WORK INSTRUCTIONS
Pull out every line in the items below that contains the word "surface".

DATA EXCERPTS
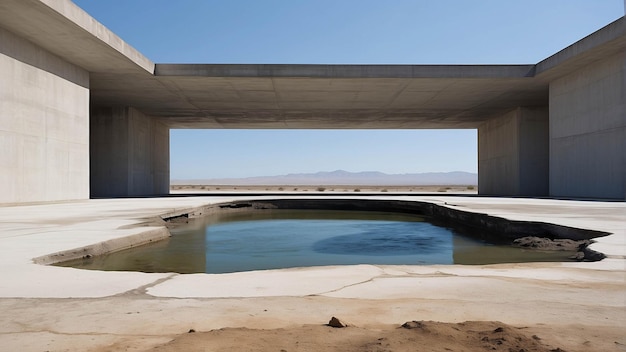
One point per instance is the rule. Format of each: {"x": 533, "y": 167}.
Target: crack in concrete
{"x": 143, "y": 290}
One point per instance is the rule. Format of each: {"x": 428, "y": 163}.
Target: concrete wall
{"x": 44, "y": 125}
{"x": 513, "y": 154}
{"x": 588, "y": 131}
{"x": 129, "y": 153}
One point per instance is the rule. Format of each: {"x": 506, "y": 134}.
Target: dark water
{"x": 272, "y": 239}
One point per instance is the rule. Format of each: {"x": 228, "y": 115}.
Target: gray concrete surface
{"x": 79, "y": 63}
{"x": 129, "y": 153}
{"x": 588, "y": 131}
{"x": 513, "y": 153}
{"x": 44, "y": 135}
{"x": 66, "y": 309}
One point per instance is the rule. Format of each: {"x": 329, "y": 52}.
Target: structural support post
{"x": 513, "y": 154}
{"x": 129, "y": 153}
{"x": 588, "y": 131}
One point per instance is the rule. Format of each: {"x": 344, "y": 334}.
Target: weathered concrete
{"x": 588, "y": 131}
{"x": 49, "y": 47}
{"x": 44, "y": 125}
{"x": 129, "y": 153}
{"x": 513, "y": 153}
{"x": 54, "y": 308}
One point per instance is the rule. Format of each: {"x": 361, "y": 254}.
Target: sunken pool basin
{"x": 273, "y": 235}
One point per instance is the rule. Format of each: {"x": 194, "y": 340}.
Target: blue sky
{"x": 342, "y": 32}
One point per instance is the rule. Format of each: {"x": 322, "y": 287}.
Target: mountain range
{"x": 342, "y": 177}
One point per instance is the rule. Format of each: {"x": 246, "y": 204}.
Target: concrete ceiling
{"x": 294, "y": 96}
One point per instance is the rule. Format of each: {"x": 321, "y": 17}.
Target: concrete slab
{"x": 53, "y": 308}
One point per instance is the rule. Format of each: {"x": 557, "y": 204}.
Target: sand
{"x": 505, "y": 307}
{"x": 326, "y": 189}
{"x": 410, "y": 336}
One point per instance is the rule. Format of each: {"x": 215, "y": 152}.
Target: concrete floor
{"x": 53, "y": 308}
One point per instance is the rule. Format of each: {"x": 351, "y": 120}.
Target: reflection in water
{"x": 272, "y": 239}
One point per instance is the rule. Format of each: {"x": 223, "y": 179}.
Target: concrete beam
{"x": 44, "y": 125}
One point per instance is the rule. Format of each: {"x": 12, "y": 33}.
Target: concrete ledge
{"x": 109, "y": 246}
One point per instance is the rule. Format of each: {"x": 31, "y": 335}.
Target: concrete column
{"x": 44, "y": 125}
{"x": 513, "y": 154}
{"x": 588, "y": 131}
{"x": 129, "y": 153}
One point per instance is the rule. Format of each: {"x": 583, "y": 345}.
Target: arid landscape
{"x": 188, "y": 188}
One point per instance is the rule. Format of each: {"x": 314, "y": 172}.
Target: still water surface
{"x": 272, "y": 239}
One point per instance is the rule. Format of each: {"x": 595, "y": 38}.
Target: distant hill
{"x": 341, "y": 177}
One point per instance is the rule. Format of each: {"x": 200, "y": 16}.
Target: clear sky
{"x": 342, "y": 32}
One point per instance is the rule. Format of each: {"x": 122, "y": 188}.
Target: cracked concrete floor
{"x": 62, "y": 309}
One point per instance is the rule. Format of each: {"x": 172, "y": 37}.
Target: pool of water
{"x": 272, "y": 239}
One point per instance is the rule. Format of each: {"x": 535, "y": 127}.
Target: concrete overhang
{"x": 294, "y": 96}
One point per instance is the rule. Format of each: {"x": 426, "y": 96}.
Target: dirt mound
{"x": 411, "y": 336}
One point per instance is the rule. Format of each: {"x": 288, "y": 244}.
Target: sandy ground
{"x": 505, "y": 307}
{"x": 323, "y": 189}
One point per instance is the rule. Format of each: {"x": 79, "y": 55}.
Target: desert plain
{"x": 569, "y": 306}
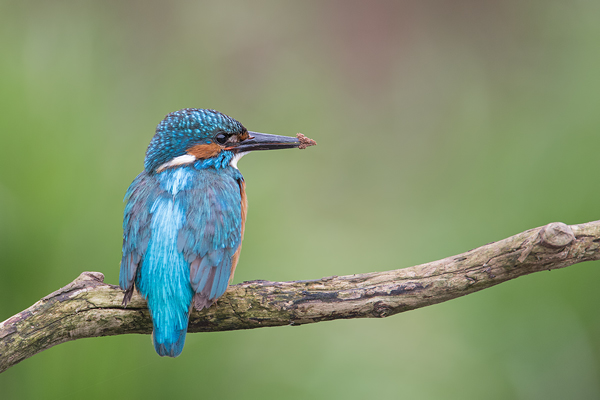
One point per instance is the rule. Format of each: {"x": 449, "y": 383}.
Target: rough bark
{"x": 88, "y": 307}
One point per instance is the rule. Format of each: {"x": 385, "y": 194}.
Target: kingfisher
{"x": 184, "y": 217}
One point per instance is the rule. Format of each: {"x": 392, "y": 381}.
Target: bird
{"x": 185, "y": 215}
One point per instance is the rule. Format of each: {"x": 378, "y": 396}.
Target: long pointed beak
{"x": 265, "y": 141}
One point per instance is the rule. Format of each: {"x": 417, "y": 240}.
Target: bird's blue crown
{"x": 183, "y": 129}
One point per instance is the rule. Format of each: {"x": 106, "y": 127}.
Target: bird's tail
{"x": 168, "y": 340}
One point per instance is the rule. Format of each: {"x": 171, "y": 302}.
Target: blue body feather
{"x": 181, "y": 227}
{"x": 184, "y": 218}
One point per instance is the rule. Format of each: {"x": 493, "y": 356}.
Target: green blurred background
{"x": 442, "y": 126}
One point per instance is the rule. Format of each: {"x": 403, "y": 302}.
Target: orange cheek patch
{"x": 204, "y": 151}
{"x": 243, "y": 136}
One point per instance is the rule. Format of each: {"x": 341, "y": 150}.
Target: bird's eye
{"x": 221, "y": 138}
---
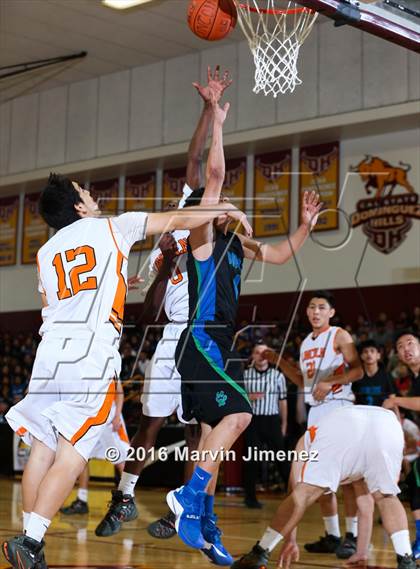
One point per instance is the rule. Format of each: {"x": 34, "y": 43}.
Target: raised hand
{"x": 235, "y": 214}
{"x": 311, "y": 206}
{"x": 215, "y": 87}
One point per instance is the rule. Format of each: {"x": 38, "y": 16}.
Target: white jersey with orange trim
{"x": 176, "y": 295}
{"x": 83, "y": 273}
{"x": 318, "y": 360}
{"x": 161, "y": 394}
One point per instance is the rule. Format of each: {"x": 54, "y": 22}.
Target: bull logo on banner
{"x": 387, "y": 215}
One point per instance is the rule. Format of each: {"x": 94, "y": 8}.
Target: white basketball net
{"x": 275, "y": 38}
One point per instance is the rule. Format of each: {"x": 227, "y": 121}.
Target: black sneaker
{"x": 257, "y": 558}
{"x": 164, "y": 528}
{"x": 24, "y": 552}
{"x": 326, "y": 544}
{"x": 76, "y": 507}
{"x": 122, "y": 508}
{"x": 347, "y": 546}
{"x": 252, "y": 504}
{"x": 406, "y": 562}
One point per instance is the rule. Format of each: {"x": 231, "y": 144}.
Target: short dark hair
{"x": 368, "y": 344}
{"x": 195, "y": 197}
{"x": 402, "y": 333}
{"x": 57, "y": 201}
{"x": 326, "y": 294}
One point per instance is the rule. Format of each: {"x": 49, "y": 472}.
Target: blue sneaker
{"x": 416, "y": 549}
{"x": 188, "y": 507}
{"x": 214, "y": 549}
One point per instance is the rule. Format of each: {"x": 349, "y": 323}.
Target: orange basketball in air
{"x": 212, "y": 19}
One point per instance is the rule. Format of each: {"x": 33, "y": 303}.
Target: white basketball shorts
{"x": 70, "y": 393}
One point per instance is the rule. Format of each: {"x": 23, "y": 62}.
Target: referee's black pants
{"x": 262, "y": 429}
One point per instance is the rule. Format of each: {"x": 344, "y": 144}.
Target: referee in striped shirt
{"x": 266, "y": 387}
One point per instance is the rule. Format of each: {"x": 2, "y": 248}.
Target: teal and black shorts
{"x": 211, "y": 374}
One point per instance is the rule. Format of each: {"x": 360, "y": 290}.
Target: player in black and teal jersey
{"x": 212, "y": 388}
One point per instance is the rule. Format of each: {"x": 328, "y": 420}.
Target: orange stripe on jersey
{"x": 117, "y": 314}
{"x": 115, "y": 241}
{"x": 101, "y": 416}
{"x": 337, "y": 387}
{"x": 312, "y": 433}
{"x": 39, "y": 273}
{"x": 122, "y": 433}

REPLY TO THE EXERCISE
Target: gray concrete surface
Target: still water surface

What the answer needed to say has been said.